Stored dataset items:
— START —

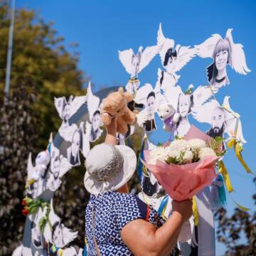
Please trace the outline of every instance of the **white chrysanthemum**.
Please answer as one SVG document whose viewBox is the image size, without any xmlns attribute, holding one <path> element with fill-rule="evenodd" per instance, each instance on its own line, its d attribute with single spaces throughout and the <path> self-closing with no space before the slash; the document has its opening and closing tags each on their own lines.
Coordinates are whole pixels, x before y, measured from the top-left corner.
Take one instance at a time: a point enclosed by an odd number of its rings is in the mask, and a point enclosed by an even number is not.
<svg viewBox="0 0 256 256">
<path fill-rule="evenodd" d="M 149 152 L 149 164 L 155 164 L 156 160 L 164 161 L 167 158 L 166 150 L 163 146 L 156 146 Z"/>
<path fill-rule="evenodd" d="M 209 147 L 200 149 L 198 154 L 199 159 L 203 159 L 206 156 L 216 156 L 216 154 L 213 149 Z"/>
<path fill-rule="evenodd" d="M 189 164 L 192 162 L 193 154 L 191 150 L 186 150 L 183 157 L 183 162 Z"/>
<path fill-rule="evenodd" d="M 206 142 L 201 139 L 189 139 L 187 142 L 187 145 L 191 149 L 202 149 L 207 146 Z"/>
<path fill-rule="evenodd" d="M 187 149 L 187 142 L 185 139 L 176 139 L 168 146 L 170 151 L 185 151 Z"/>
<path fill-rule="evenodd" d="M 174 149 L 171 148 L 166 148 L 166 155 L 168 157 L 176 158 L 178 159 L 181 155 L 181 151 L 177 149 Z"/>
</svg>

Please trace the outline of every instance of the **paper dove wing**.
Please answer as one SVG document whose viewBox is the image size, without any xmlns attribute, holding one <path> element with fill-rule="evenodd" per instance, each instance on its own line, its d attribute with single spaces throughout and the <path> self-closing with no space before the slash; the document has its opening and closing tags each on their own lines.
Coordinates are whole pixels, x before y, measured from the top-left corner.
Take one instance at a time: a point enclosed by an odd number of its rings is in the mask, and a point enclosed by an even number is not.
<svg viewBox="0 0 256 256">
<path fill-rule="evenodd" d="M 240 114 L 235 112 L 231 109 L 229 103 L 229 96 L 225 96 L 222 106 L 225 113 L 225 132 L 228 133 L 229 137 L 235 137 L 236 139 L 242 144 L 245 144 L 247 142 L 242 134 L 242 123 L 240 119 Z"/>
<path fill-rule="evenodd" d="M 89 82 L 87 87 L 87 108 L 89 112 L 89 118 L 92 122 L 93 114 L 99 109 L 100 100 L 98 97 L 94 95 L 92 92 L 91 82 Z"/>
<path fill-rule="evenodd" d="M 50 161 L 52 162 L 54 159 L 60 155 L 60 149 L 54 146 L 53 143 L 50 144 Z"/>
<path fill-rule="evenodd" d="M 143 124 L 148 119 L 148 118 L 149 118 L 149 114 L 146 112 L 146 109 L 144 109 L 137 114 L 137 122 L 138 125 L 139 127 L 142 127 Z"/>
<path fill-rule="evenodd" d="M 63 119 L 63 111 L 66 104 L 67 104 L 67 100 L 65 97 L 60 97 L 58 98 L 54 97 L 54 105 L 61 119 Z"/>
<path fill-rule="evenodd" d="M 146 106 L 146 97 L 149 93 L 154 91 L 154 90 L 151 85 L 149 83 L 145 84 L 137 91 L 134 102 L 137 104 L 143 104 Z"/>
<path fill-rule="evenodd" d="M 177 47 L 176 47 L 177 48 Z M 177 58 L 174 60 L 172 73 L 179 71 L 185 65 L 186 65 L 196 53 L 196 49 L 190 46 L 178 47 Z"/>
<path fill-rule="evenodd" d="M 220 104 L 216 100 L 203 104 L 202 106 L 193 109 L 192 115 L 196 120 L 199 122 L 212 123 L 212 115 L 213 111 L 220 107 Z"/>
<path fill-rule="evenodd" d="M 159 51 L 159 55 L 161 58 L 161 64 L 164 67 L 164 58 L 167 50 L 169 48 L 174 48 L 174 41 L 173 39 L 166 38 L 163 33 L 161 28 L 161 23 L 159 24 L 159 28 L 157 32 L 157 44 L 161 46 L 161 49 Z"/>
<path fill-rule="evenodd" d="M 92 124 L 89 122 L 85 123 L 85 132 L 84 129 L 84 122 L 82 122 L 79 127 L 81 134 L 82 146 L 80 148 L 82 155 L 85 158 L 87 157 L 90 151 L 90 134 L 91 132 Z"/>
<path fill-rule="evenodd" d="M 209 86 L 198 86 L 193 92 L 193 108 L 197 108 L 205 103 L 210 97 L 213 92 Z"/>
<path fill-rule="evenodd" d="M 62 224 L 63 225 L 63 224 Z M 78 235 L 78 231 L 72 232 L 70 229 L 63 227 L 63 242 L 64 246 L 69 244 L 71 241 L 73 241 L 74 239 L 77 238 Z"/>
<path fill-rule="evenodd" d="M 73 98 L 70 104 L 70 118 L 86 102 L 87 96 L 76 96 Z"/>
<path fill-rule="evenodd" d="M 246 143 L 242 134 L 242 123 L 240 118 L 235 117 L 233 114 L 225 111 L 225 128 L 226 132 L 230 137 L 235 137 L 236 139 L 242 144 Z M 236 130 L 236 131 L 235 131 Z"/>
<path fill-rule="evenodd" d="M 153 58 L 159 53 L 161 46 L 147 46 L 142 52 L 139 63 L 139 72 L 141 72 L 152 60 Z"/>
<path fill-rule="evenodd" d="M 240 43 L 234 43 L 231 33 L 232 31 L 233 28 L 228 29 L 225 36 L 231 48 L 231 66 L 238 74 L 247 75 L 251 70 L 246 64 L 243 46 Z"/>
<path fill-rule="evenodd" d="M 50 213 L 49 213 L 49 221 L 52 226 L 57 223 L 60 223 L 60 217 L 58 216 L 54 212 L 53 201 L 53 198 L 50 199 Z M 48 242 L 54 243 L 54 241 L 53 240 L 53 233 L 52 233 L 51 227 L 50 227 L 48 222 L 46 222 L 46 225 L 43 230 L 43 236 L 48 243 Z"/>
<path fill-rule="evenodd" d="M 170 87 L 164 89 L 164 95 L 167 102 L 171 103 L 175 110 L 178 110 L 178 97 L 181 93 L 183 93 L 179 85 Z"/>
<path fill-rule="evenodd" d="M 71 168 L 71 164 L 68 161 L 68 159 L 62 156 L 60 163 L 60 175 L 59 177 L 63 177 Z"/>
<path fill-rule="evenodd" d="M 124 67 L 127 73 L 129 73 L 130 75 L 132 74 L 132 56 L 134 56 L 134 53 L 132 48 L 129 48 L 128 50 L 122 50 L 122 51 L 120 51 L 120 50 L 118 51 L 118 57 L 121 61 L 121 63 Z"/>
<path fill-rule="evenodd" d="M 197 54 L 201 58 L 213 58 L 217 43 L 222 39 L 219 34 L 213 34 L 200 45 L 194 46 Z"/>
<path fill-rule="evenodd" d="M 27 171 L 28 171 L 27 180 L 28 181 L 29 181 L 31 178 L 35 171 L 36 171 L 36 168 L 33 165 L 33 163 L 32 163 L 32 154 L 31 154 L 31 152 L 30 152 L 29 155 L 28 155 L 28 164 L 27 164 Z"/>
<path fill-rule="evenodd" d="M 154 93 L 156 96 L 156 107 L 158 107 L 160 105 L 166 102 L 166 100 L 165 97 L 161 94 L 161 89 L 160 89 L 160 82 L 156 82 L 155 88 L 154 88 Z"/>
</svg>

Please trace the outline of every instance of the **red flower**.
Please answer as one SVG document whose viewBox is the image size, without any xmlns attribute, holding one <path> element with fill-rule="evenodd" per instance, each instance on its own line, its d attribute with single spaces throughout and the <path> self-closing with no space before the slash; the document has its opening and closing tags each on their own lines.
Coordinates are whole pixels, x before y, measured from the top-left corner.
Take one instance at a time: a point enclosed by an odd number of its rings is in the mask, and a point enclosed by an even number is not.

— END —

**THE TASK**
Put every line of these items into a Markdown table with two columns, "Row" and "Item line," numbering the rows and skipping blank lines. Leave the pictures out.

**TASK RESPONSE**
| Row | Item line |
|---|---|
| 1 | Please trace the outline of every instance of the **white chrysanthemum**. |
| 2 | Please answer as one SVG document whose viewBox is the image size, without any xmlns attribute, holding one <path> element with fill-rule="evenodd" per instance, each instance on its own line, its d attribute with single spaces throughout and the <path> self-closing with no space before the slash; the document has its opening and closing tags each on their own lines. |
| 3 | Coordinates are whole pixels, x before y, measured from the top-left corner. |
| 4 | Take one instance at a time: a point enclosed by an odd number of its rings is in the mask, and a point enclosed by an even number is not. |
| 5 | <svg viewBox="0 0 256 256"> |
| 6 | <path fill-rule="evenodd" d="M 149 152 L 149 164 L 155 164 L 156 160 L 164 161 L 167 158 L 166 150 L 163 146 L 156 146 Z"/> |
| 7 | <path fill-rule="evenodd" d="M 209 147 L 200 149 L 198 154 L 199 159 L 203 159 L 206 156 L 216 156 L 216 154 L 213 149 Z"/> |
| 8 | <path fill-rule="evenodd" d="M 189 164 L 192 162 L 193 154 L 191 150 L 186 150 L 183 157 L 183 162 Z"/> |
| 9 | <path fill-rule="evenodd" d="M 206 142 L 201 139 L 189 139 L 187 142 L 187 145 L 191 149 L 202 149 L 207 146 Z"/> |
| 10 | <path fill-rule="evenodd" d="M 187 149 L 187 142 L 185 139 L 176 139 L 168 146 L 170 151 L 185 151 Z"/> |
| 11 | <path fill-rule="evenodd" d="M 174 149 L 171 148 L 166 148 L 166 155 L 168 157 L 176 158 L 178 159 L 181 155 L 181 151 L 177 149 Z"/> |
| 12 | </svg> |
| 13 | Please trace the outline of every instance of the **paper dove wing**. |
| 14 | Please answer as one SVG document whose viewBox is the image size, without any xmlns attribute, holding one <path> element with fill-rule="evenodd" per instance, each instance on its own line, its d attribute with single spaces throughout and the <path> self-closing with no space before the slash; the document has its opening and closing tags each on their own lines. |
| 15 | Coordinates are whole pixels, x before y, measured from the top-left corner. |
| 16 | Take one instance at a time: a point enclosed by an odd number of its rings is in the mask, and a point enclosed by an even number is not. |
| 17 | <svg viewBox="0 0 256 256"> |
| 18 | <path fill-rule="evenodd" d="M 240 114 L 235 112 L 231 109 L 229 103 L 229 96 L 225 96 L 222 106 L 225 113 L 225 132 L 228 133 L 229 137 L 235 137 L 236 139 L 242 144 L 245 144 L 247 142 L 242 134 L 242 123 L 240 119 Z"/> |
| 19 | <path fill-rule="evenodd" d="M 89 82 L 87 87 L 87 108 L 89 112 L 89 118 L 92 122 L 93 114 L 99 109 L 100 100 L 98 97 L 94 95 L 92 92 L 91 82 Z"/> |
| 20 | <path fill-rule="evenodd" d="M 50 161 L 52 162 L 54 159 L 60 155 L 60 149 L 54 146 L 53 143 L 50 144 Z"/> |
| 21 | <path fill-rule="evenodd" d="M 143 124 L 148 119 L 148 118 L 149 118 L 149 114 L 146 112 L 146 109 L 144 109 L 137 114 L 137 122 L 138 125 L 139 127 L 142 127 Z"/> |
| 22 | <path fill-rule="evenodd" d="M 63 119 L 63 111 L 66 104 L 67 104 L 67 100 L 65 97 L 60 97 L 58 98 L 54 97 L 54 105 L 61 119 Z"/> |
| 23 | <path fill-rule="evenodd" d="M 146 106 L 146 97 L 149 93 L 154 91 L 154 90 L 151 85 L 149 83 L 145 84 L 137 91 L 134 102 L 137 104 L 143 104 Z"/> |
| 24 | <path fill-rule="evenodd" d="M 177 47 L 176 47 L 177 48 Z M 177 58 L 174 60 L 172 73 L 179 71 L 185 65 L 186 65 L 196 53 L 196 49 L 190 46 L 178 47 Z"/> |
| 25 | <path fill-rule="evenodd" d="M 220 104 L 216 100 L 203 104 L 202 106 L 193 109 L 192 115 L 196 120 L 199 122 L 212 123 L 212 115 L 213 111 L 220 107 Z"/> |
| 26 | <path fill-rule="evenodd" d="M 159 51 L 159 55 L 161 58 L 161 64 L 164 67 L 164 58 L 167 50 L 169 48 L 174 48 L 174 41 L 173 39 L 166 38 L 163 33 L 161 28 L 161 23 L 159 24 L 159 28 L 157 32 L 157 44 L 161 46 L 161 49 Z"/> |
| 27 | <path fill-rule="evenodd" d="M 92 124 L 89 122 L 85 123 L 85 132 L 84 129 L 84 122 L 82 122 L 79 127 L 81 134 L 82 146 L 80 148 L 82 155 L 85 158 L 87 157 L 90 151 L 90 134 L 91 132 Z"/> |
| 28 | <path fill-rule="evenodd" d="M 209 86 L 198 86 L 193 92 L 193 108 L 197 108 L 205 103 L 210 97 L 213 92 Z"/> |
| 29 | <path fill-rule="evenodd" d="M 62 224 L 63 225 L 63 224 Z M 78 235 L 78 231 L 72 232 L 70 229 L 63 227 L 63 242 L 64 246 L 69 244 L 71 241 L 73 241 L 74 239 L 77 238 Z"/> |
| 30 | <path fill-rule="evenodd" d="M 73 98 L 70 104 L 70 118 L 86 102 L 87 96 L 76 96 Z"/> |
| 31 | <path fill-rule="evenodd" d="M 246 143 L 242 134 L 242 123 L 240 118 L 235 117 L 233 114 L 225 111 L 225 128 L 226 132 L 230 137 L 235 137 L 236 139 L 242 144 Z M 236 130 L 236 131 L 235 131 Z"/> |
| 32 | <path fill-rule="evenodd" d="M 153 58 L 159 53 L 161 46 L 147 46 L 142 52 L 139 63 L 139 72 L 141 72 L 152 60 Z"/> |
| 33 | <path fill-rule="evenodd" d="M 240 43 L 234 43 L 231 33 L 232 31 L 233 28 L 228 29 L 225 36 L 231 48 L 231 66 L 238 74 L 247 75 L 251 70 L 246 64 L 243 46 Z"/> |
| 34 | <path fill-rule="evenodd" d="M 50 213 L 49 213 L 49 221 L 52 226 L 57 223 L 60 223 L 60 217 L 58 216 L 54 212 L 53 201 L 53 198 L 50 199 Z M 48 242 L 54 243 L 54 241 L 53 240 L 53 233 L 52 233 L 51 227 L 50 227 L 48 222 L 46 222 L 46 225 L 43 230 L 43 236 L 48 243 Z"/> |
| 35 | <path fill-rule="evenodd" d="M 170 87 L 164 89 L 164 95 L 167 102 L 171 103 L 175 110 L 178 110 L 178 97 L 181 93 L 183 93 L 179 85 Z"/> |
| 36 | <path fill-rule="evenodd" d="M 71 168 L 71 164 L 68 161 L 68 159 L 62 156 L 60 163 L 60 175 L 59 177 L 63 177 Z"/> |
| 37 | <path fill-rule="evenodd" d="M 124 67 L 127 73 L 129 73 L 130 75 L 132 74 L 132 56 L 134 56 L 134 53 L 132 48 L 129 48 L 128 50 L 122 50 L 122 51 L 120 51 L 120 50 L 118 51 L 118 57 L 121 61 L 121 63 Z"/> |
| 38 | <path fill-rule="evenodd" d="M 197 54 L 201 58 L 213 58 L 217 43 L 222 39 L 219 34 L 213 34 L 200 45 L 194 46 Z"/> |
| 39 | <path fill-rule="evenodd" d="M 27 171 L 28 171 L 27 180 L 28 181 L 29 181 L 31 178 L 35 171 L 36 171 L 36 168 L 33 165 L 33 163 L 32 163 L 32 154 L 31 154 L 31 152 L 30 152 L 29 155 L 28 155 L 28 164 L 27 164 Z"/> |
| 40 | <path fill-rule="evenodd" d="M 154 93 L 156 96 L 156 107 L 158 107 L 160 105 L 166 102 L 166 100 L 165 97 L 161 94 L 161 89 L 160 89 L 160 82 L 156 82 L 155 88 L 154 88 Z"/> |
| 41 | </svg> |
| 42 | Please trace the outline of every instance of the **red flower**. |
| 43 | Please answer as one SVG document whose viewBox is the image size, without any xmlns attribute, holding one <path> element with fill-rule="evenodd" per instance, each instance on its own line, its d attribute with single spaces throughout and the <path> self-closing with no space before the slash; the document has its opening and closing tags each on their own lines. |
| 44 | Coordinates are whole pixels, x before y, measured from the top-left corner. |
| 45 | Take one instance at a time: a point enclosed by an odd number of its rings is in the mask, and a point enclosed by an even number is not. |